● Goal
Please rewrite the rows below, swapping "flat screen television" for "flat-panel TV" everywhere and keeping everything else the same. Leave out the pictures.

● Dataset
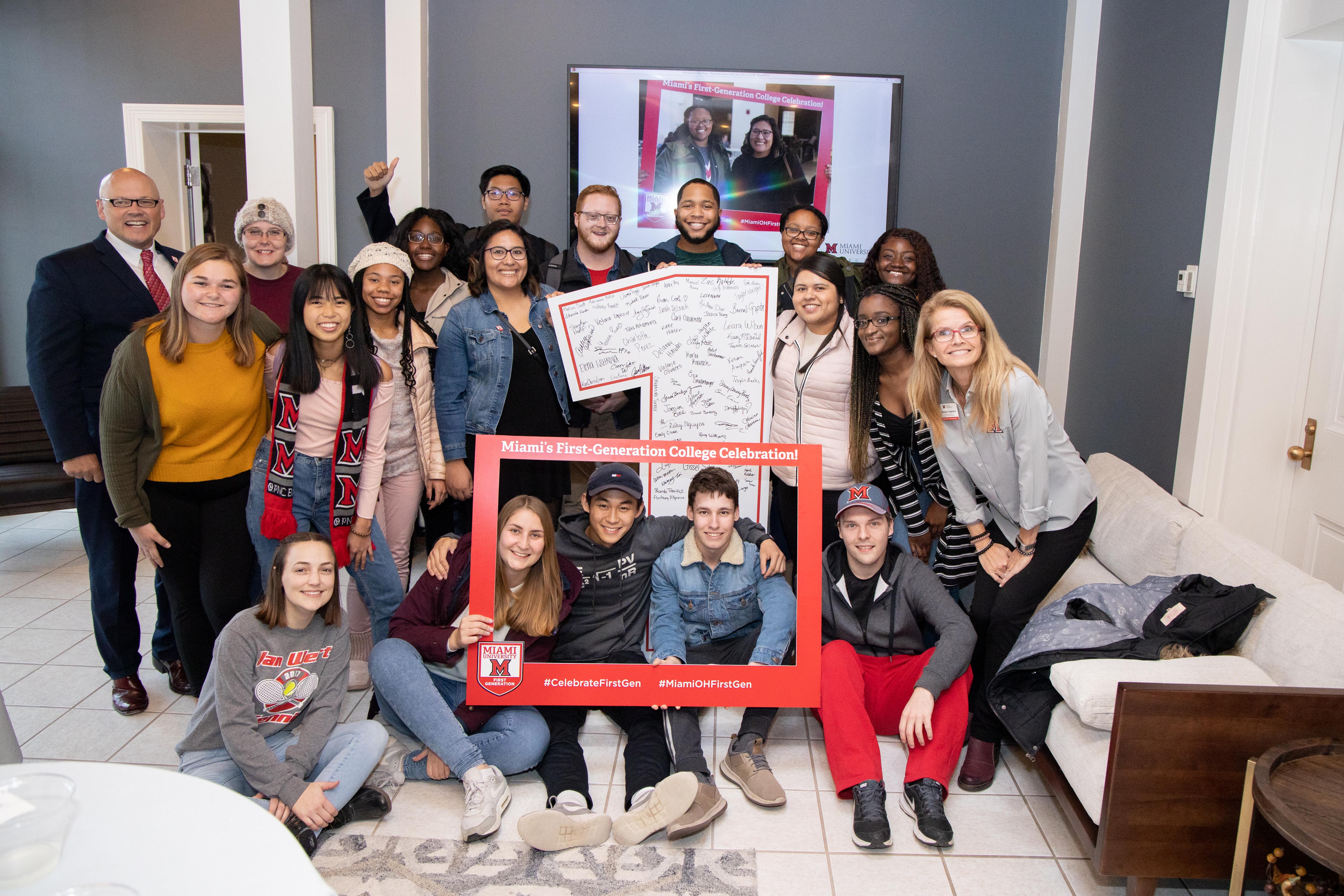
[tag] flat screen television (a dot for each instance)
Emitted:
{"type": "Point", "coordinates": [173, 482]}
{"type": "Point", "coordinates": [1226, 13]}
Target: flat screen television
{"type": "Point", "coordinates": [767, 140]}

● Solution
[tag] flat-panel TV (a dot for each instance)
Emitted:
{"type": "Point", "coordinates": [173, 482]}
{"type": "Point", "coordinates": [1226, 13]}
Target: flat-panel TV
{"type": "Point", "coordinates": [767, 140]}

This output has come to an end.